ASSIGNMENT:
Write out only the final part of the records below. It begins with the line that contains "Note: spot the table" and ends with the last line.

START EXERCISE MATERIAL

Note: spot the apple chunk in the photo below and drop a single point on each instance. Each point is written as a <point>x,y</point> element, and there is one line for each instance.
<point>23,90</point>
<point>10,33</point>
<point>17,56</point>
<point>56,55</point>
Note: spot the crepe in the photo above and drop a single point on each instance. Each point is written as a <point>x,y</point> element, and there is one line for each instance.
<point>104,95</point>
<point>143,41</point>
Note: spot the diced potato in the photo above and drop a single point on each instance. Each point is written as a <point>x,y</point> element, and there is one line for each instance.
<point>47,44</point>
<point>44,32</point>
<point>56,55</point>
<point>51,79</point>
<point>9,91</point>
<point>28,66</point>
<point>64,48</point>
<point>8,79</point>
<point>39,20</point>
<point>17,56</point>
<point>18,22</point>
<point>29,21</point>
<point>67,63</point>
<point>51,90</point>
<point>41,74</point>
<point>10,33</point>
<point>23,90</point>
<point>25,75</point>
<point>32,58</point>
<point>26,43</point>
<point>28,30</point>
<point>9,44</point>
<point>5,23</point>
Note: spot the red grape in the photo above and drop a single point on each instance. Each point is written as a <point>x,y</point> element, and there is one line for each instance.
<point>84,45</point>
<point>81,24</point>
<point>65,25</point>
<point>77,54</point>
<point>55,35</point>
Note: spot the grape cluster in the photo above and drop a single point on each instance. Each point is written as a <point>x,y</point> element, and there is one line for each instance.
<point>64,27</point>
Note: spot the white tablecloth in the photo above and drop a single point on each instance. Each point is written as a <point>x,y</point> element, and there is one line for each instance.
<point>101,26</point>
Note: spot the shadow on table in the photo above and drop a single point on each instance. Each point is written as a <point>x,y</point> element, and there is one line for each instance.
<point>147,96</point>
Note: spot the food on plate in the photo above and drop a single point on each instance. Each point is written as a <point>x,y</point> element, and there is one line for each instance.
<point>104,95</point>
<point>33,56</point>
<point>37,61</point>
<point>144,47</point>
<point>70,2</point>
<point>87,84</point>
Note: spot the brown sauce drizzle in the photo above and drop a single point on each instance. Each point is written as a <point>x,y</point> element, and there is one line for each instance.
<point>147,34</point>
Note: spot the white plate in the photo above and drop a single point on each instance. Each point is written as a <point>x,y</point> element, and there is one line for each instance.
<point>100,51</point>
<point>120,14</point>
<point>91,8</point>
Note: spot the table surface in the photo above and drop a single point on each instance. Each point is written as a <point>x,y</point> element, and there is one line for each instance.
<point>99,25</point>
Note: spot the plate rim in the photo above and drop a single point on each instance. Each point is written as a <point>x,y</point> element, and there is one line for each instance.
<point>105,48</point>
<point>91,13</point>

END EXERCISE MATERIAL

THE COMPLETED TASK:
Note: spot the table surface in the photo above and drop a single point on each instance. Each point is written as a <point>x,y</point> element, and there is one line for each instance.
<point>99,25</point>
Note: spot the plate rim in the photo above and drop a single point on each instance. Each point is written as a <point>x,y</point> element, and there is one line for each instance.
<point>105,48</point>
<point>91,13</point>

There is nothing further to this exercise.